- _EXPLORE THE MATERIAL_
1. Copy the essay on politicians admitting mistakes, starting at the words "Politicians are interested" and ending after "missed rhetorical opportunities.)", and substitute "voting public" for "electorate".
2. Continue the essay on politicians admitting mistakes, starting after its last sentence.

- _QUOTED PASSAGE_
Wherever you stand on the question of the power of rhetoric, there is a far more interesting list of mistakes that the president could have discussed: He overestimated the power of the stimulus, he took his eye off the ball by pursuing near universal health care at the expense of the economy, he tried for too long to win bipartisan agreement, or he didn’t try hard enough. 

The president is not alone. Mitt Romney says he has made mistakes, but he doesn’t really talk about them. He has his own version of the humblebrag. He says when he was CEO of Bain he didn’t think JetBlue was a good investment. Romney was a wildly successful businessman, so this is a bit like a 450 hitter talking about a strikeout. Newt Gingrich took the form to a hysterical extreme when he explained that he had been unfaithful to his ex-wife because his desire to improve the country had put so much strain on him that he strayed. 

Politicians are interested in self-preservation. So the false modesty isn’t surprising. But these answers rob us of so much that might actually help us evaluate our candidates. Imagine what a little public introspection might do: It would be a shock of candor that might wake the sleeping ears of the electorate. That would simply be refreshing. (And who doesn’t want refreshment in this summer heat?) Voters might listen to a candidate who showed he was different by taking a little risk. (This means President Obama is making a compound error: He’s missing the rhetorical opportunity by saying that his mistake was that he missed rhetorical opportunities.) 

In the presidency, in particular, it’s hard to get good advice about your failures because so many people who work for you are awed by the office. Or they are in such a permanent state of partisan siege that they stay quiet for the sake of the cause. (Former Democratic governor of Pennsylvania Ed Rendell is the exception; he seems to identify a new mistake Obama is making every day). A candidate’s ability to see mistakes suggests they can tolerate candid advice from subordinates, which could short-circuit extended calamity. Presidents are criticized all day long. How they know what’s worth ignoring and what’s worth heeding gives us insight into how good their judgment really is.

- _AVAILABLE DATA_
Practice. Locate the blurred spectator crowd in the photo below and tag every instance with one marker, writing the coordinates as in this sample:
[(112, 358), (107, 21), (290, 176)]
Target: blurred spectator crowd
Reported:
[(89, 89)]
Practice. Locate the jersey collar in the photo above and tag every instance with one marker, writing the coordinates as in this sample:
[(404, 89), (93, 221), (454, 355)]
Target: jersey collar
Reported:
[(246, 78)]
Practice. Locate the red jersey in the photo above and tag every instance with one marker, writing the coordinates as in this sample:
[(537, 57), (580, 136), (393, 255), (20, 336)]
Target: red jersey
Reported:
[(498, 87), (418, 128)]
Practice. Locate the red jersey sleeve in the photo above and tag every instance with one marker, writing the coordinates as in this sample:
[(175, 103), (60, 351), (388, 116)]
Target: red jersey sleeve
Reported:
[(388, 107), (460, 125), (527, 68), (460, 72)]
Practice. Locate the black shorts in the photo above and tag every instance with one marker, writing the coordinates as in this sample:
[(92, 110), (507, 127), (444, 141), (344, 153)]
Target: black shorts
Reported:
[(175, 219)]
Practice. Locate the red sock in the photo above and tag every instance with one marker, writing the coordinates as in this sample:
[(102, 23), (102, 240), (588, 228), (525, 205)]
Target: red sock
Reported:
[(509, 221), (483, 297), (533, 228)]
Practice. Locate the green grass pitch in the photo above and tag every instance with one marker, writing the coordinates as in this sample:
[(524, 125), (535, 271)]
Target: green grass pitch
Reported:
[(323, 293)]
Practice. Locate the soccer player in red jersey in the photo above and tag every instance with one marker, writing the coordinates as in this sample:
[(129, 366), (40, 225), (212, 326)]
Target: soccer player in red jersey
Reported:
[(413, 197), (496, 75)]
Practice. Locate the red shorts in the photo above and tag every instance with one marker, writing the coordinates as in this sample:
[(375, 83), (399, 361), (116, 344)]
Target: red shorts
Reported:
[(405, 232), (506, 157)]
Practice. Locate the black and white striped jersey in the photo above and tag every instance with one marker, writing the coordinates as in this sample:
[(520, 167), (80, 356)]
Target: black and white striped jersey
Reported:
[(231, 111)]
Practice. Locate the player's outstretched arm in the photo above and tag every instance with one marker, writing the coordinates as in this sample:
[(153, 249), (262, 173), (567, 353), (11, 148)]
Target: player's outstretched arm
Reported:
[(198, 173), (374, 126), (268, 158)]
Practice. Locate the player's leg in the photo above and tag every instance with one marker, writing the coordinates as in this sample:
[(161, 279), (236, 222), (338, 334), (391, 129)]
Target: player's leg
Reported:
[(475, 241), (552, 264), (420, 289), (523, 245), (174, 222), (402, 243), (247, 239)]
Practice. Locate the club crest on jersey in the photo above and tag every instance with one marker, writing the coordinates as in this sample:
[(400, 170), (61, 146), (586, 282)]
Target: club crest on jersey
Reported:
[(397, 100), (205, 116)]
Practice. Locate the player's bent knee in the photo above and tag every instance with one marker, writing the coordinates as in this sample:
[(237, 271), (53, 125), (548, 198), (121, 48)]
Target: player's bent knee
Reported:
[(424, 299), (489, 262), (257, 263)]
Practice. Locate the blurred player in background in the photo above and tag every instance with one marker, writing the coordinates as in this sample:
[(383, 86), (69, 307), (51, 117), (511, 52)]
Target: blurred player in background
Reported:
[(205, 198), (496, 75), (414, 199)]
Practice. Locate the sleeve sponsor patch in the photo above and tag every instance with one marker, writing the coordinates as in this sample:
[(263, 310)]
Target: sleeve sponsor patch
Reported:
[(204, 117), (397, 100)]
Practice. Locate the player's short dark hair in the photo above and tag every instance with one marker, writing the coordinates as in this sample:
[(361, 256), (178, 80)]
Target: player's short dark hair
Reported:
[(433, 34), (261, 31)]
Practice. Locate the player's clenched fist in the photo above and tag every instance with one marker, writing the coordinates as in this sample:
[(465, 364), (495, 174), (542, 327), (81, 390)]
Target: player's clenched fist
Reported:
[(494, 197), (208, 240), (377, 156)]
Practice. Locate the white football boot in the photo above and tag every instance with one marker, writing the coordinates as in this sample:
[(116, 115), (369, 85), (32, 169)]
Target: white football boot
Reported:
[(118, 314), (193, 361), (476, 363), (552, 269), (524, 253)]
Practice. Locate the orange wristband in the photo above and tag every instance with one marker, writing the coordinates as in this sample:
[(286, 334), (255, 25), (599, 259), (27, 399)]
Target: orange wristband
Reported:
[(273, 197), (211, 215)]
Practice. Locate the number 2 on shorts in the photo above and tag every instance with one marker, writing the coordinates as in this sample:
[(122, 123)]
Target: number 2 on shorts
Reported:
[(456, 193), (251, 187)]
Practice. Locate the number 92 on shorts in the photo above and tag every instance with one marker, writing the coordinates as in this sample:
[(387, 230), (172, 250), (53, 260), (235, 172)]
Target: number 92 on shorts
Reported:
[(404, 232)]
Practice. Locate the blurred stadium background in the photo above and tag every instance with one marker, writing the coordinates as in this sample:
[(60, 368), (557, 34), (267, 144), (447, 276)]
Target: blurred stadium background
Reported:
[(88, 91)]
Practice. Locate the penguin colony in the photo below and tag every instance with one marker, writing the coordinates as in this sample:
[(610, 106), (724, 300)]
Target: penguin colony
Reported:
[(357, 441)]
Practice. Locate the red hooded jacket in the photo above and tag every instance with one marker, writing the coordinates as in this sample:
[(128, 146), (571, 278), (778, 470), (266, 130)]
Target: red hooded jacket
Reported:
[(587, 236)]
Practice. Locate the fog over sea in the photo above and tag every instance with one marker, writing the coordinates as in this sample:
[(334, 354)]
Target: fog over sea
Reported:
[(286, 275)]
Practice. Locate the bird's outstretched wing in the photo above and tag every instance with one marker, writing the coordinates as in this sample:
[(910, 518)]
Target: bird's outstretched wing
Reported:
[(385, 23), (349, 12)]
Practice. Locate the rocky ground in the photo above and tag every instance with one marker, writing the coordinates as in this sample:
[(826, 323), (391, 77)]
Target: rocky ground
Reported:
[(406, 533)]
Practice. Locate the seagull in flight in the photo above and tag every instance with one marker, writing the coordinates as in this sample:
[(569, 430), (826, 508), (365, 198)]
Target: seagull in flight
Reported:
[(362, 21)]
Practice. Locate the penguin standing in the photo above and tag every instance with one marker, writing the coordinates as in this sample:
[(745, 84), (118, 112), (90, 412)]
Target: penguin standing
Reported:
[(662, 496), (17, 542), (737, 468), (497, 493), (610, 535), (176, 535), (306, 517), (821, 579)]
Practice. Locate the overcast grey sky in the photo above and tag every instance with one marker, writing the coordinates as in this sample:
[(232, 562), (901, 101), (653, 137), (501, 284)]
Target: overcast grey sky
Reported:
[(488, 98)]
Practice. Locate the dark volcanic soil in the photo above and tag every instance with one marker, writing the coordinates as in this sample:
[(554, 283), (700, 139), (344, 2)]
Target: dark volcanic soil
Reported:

- _EXERCISE RESULTS_
1.
Politicians are interested in self-preservation. So the false modesty isn’t surprising. But these answers rob us of so much that might actually help us evaluate our candidates. Imagine what a little public introspection might do: It would be a shock of candor that might wake the sleeping ears of the voting public. That would simply be refreshing. (And who doesn’t want refreshment in this summer heat?) Voters might listen to a candidate who showed he was different by taking a little risk. (This means President Obama is making a compound error: He’s missing the rhetorical opportunity by saying that his mistake was that he missed rhetorical opportunities.)

2.
There are countless aphorisms on coffee cups, inspirational posters, and daily calendars devoted to the benefits of failure as a learning device, but our candidates will never show us how they have reaped those benefits, or more important, whether they’re able to find benefit in failure at all. We should know if they are pig-headed, obstinate, or willing to “stay the course” out of psychological neediness. 

Ronald Reagan put all of this nicely: ”What should happen when you make a mistake is this. You take your knocks, you learn your lessons, and then you move on. That’s the healthiest way to deal with a problem. You learn. You put things in perspective. You pull your energies together. You change.”

Reagan was admitting that his administration had tried to trade arms for hostages. His is among the few modern presidents to admit he made a mistake. Kennedy took his lumps after the Bay of Pigs, too. Those two cases were extreme. Each man had to do something to recoup their reputation after a devastating blow to their administrations. Perhaps it’s a sign of political health for Obama that he hasn’t been forced to apologize for any huge disaster.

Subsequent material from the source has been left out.